Consigne 1
Reproduisez fidèlement l'extrait du texte sur Babycall qui débute aux mots « Babycall est en » et se termine après les mots « matin son fils. ».
Consigne 2
Répondez aux questions suivantes d'après le texte sur Babycall :
(a) Lors de quel festival, et en quelle année, le film a-t-il été récompensé ?
(b) Quel âge a Anders ?
(c) Combien d'employés des services sociaux Anna côtoie-t-elle ?
Consigne 3
Indiquez si chacune des affirmations suivantes est conforme au texte sur Babycall, en répondant par oui ou par non et en citant les mots du texte qui tranchent :
(a) Le film a obtenu le Grand Prix à Gérardmer.
(b) Noomi Rapace est une actrice norvégienne.
(c) Anna accompagne son fils à l'école chaque soir.

Passage du texte

□ □ □

Babycall est en fait un film sur fond de drame social et familial teinté de quelques touches de fantastique…mais si peu. Peut-on alors parler d’un film de genre ? Multi-récompensé au festival de Gérardmer 2011 (Grand Prix et Prix de la critique), le jury a sans doute pensé que oui. Le film est entièrement porté par l’interprétation très juste, comme à son habitude, de l’actrice suédoise Noomi Rapace (Millénium, Prometheus). Elle est habitée par son rôle d’Anna, une mère hyperprotectrice en proie à ses peurs, à ses doutes et ses démons.
Cette femme est en rupture totale avec son environnement et le monde qui l’entoure. Son unique lien avec le réel est son enfant de 8 ans, Anders. Par son intermédiaire, les seules personnes qu’elle côtoie sont les 2 employés des services sociaux et le personnel de l’école primaire où elle accompagne chaque matin son fils.

□ □ □

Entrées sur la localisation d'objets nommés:
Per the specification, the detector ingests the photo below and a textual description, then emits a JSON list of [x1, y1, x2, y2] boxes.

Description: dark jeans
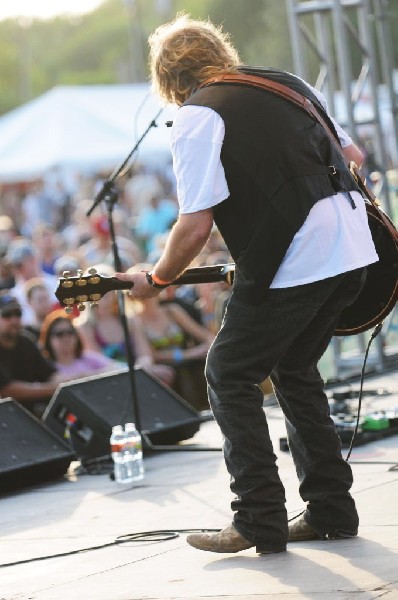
[[206, 269, 366, 550]]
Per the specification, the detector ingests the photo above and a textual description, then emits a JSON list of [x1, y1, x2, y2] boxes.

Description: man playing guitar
[[116, 15, 378, 554]]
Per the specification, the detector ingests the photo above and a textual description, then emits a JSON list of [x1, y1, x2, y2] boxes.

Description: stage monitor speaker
[[43, 368, 202, 460], [0, 398, 76, 492]]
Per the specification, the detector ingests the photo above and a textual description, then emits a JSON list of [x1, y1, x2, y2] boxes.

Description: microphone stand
[[86, 108, 163, 439], [86, 108, 222, 452]]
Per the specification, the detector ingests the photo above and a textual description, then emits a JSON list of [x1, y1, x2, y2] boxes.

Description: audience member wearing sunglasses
[[40, 309, 120, 379], [0, 290, 65, 416]]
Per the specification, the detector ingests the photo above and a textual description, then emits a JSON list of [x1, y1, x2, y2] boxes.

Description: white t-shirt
[[171, 84, 378, 288]]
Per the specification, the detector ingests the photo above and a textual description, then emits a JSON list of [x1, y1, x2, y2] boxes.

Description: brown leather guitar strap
[[200, 73, 398, 243]]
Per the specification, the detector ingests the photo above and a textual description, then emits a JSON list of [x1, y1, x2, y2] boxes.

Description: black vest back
[[184, 68, 357, 303]]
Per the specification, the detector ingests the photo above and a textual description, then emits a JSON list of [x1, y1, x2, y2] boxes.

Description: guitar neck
[[111, 263, 235, 290]]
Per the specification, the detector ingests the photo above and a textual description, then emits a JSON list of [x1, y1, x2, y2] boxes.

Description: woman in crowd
[[40, 310, 120, 379], [75, 266, 174, 385], [127, 270, 214, 410]]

□ □ □

Réponse attendue 1
Babycall est en fait un film sur fond de drame social et familial teinté de quelques touches de fantastique…mais si peu. Peut-on alors parler d’un film de genre ? Multi-récompensé au festival de Gérardmer 2011 (Grand Prix et Prix de la critique), le jury a sans doute pensé que oui. Le film est entièrement porté par l’interprétation très juste, comme à son habitude, de l’actrice suédoise Noomi Rapace (Millénium, Prometheus). Elle est habitée par son rôle d’Anna, une mère hyperprotectrice en proie à ses peurs, à ses doutes et ses démons.
Cette femme est en rupture totale avec son environnement et le monde qui l’entoure. Son unique lien avec le réel est son enfant de 8 ans, Anders. Par son intermédiaire, les seules personnes qu’elle côtoie sont les 2 employés des services sociaux et le personnel de l’école primaire où elle accompagne chaque matin son fils.

Réponse attendue 2
(a) Au festival de Gérardmer 2011.
(b) 8 ans.
(c) Deux.

Réponse attendue 3
(a) Oui : « Multi-récompensé au festival de Gérardmer 2011 (Grand Prix et Prix de la critique) ».
(b) Non : « l’actrice suédoise Noomi Rapace ».
(c) Non : « l’école primaire où elle accompagne chaque matin son fils ».